**Consignes:**
**A.** D'après l'extrait, quelle part des ménages pauvres vit dans les territoires jusqu'alors invisibles aux politiques publiques ?
**B.** Dupliquez tout le passage de l'extrait depuis « La prochaine création » jusqu'à « (abstention, FN, euroscepticisme). ».
**C.** Ces affirmations concordent-elles avec l'extrait ? Répondez par oui ou par non pour chacune, en citant les mots de l'extrait qui permettent de trancher.
(i) La République française reconnaît l'appartenance ethnique ou culturelle des citoyens.
(ii) La situation sociale s'est subitement dégradée à Auch et à Guéret.
(iii) Les habitants des campagnes émargent eux aussi à 500 euros par mois.

**Extrait:**
┌────────

Il n’est pas courant de retrouver ce type de discours dans la bouche d’un élu local…

Sur le terrain, le séparatisme est déjà tel que les maires sont généralement dans une gestion plutôt communautaire des habitants de leurs territoires. Sans communiquer dessus pour autant, puisque la République française ne reconnait pas l’appartenance ethnique ou culturelle des citoyens… Mais la « mixité sociale » est un élément de langage que l’on ne retrouve plus que dans les beaux discours bienveillants sur le vivre-ensemble !

Ces non-dits ont pourtant des conséquences : densifier la ville pour soi-disant « lutter contre l’étalement urbain » n’aura aucun effet tant que des gens refuseront de vivre à proximité d’autres gens.

Moi aussi, j’aimerais croire que les Français ne vivent plus séparés et vivent tous comme dans une publicité pour la marque Benetton. Mais cela fait trente ans qu’on nous endort en nous racontant cette belle histoire…

La prochaine création d’un commissariat général à l’Egalité des territoires (CGET) et l’élargissement annoncé de la géographie prioritaire de la politique de la ville aux territoires périurbains et ruraux ne marquent-ils pas un changement de philosophie ?

Quelques politiques publiques semblent en effet sur le point de s’engager sur des territoires jusqu’alors invisibles, où vivent pourtant 85% des ménages pauvres.

Je crains cependant que ces avancées ne résultent pas d’un véritable changement de logiciel des élites françaises mais qu’elles leur ont été imposées par le réel : le CGET ou la réforme de la géographie prioritaire sont de simples réponses formulées par des agences de communication à la montée des comportements contestataires (abstention, FN, euroscepticisme).

La concentration des crédits de la politique de la ville sur les banlieues n’est plus tenable, quand les habitants des campagnes émargent, eux aussi, à 500 euros par mois. Non pas que la situation sociale se soit subitement dégradée à Auch ou à Guéret, mais il est simplement devenu impossible, au vu de la montée du Front national dans ces territoires périurbains et ruraux, d’agir comme avant.

Existe-t-il une alternative crédible au modèle métropolitain ?

└────────

**Données:**
┌────────

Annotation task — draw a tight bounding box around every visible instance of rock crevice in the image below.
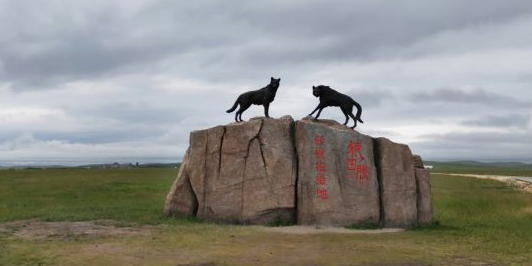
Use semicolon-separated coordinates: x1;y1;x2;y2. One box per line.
164;116;432;227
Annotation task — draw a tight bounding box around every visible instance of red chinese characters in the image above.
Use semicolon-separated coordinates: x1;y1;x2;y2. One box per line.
347;140;369;181
314;135;327;200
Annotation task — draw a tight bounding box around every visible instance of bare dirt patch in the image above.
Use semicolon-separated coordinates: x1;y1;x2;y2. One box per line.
257;225;404;235
0;220;156;240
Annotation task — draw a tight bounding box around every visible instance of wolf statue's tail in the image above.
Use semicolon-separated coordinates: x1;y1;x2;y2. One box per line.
226;97;240;113
353;100;364;123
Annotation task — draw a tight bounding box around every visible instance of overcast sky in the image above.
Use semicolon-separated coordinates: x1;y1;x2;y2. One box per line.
0;0;532;165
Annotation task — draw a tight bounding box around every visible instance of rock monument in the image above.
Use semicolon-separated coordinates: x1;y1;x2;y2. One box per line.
164;116;432;228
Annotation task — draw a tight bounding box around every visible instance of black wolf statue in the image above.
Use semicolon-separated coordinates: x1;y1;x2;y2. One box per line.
309;85;364;129
227;77;281;122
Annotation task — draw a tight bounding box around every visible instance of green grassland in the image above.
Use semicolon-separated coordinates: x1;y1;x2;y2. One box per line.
425;161;532;176
0;165;532;266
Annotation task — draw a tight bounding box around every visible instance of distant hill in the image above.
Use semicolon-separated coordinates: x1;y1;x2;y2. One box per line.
424;161;532;176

└────────

**Corrigés:**
**A.** 85 % des ménages pauvres.

**B.**
La prochaine création d’un commissariat général à l’Egalité des territoires (CGET) et l’élargissement annoncé de la géographie prioritaire de la politique de la ville aux territoires périurbains et ruraux ne marquent-ils pas un changement de philosophie ?

Quelques politiques publiques semblent en effet sur le point de s’engager sur des territoires jusqu’alors invisibles, où vivent pourtant 85% des ménages pauvres.

Je crains cependant que ces avancées ne résultent pas d’un véritable changement de logiciel des élites françaises mais qu’elles leur ont été imposées par le réel : le CGET ou la réforme de la géographie prioritaire sont de simples réponses formulées par des agences de communication à la montée des comportements contestataires (abstention, FN, euroscepticisme).

**C.**
(i) Non : « la République française ne reconnait pas l’appartenance ethnique ou culturelle des citoyens ».
(ii) Non : « Non pas que la situation sociale se soit subitement dégradée à Auch ou à Guéret ».
(iii) Oui : « quand les habitants des campagnes émargent, eux aussi, à 500 euros par mois ».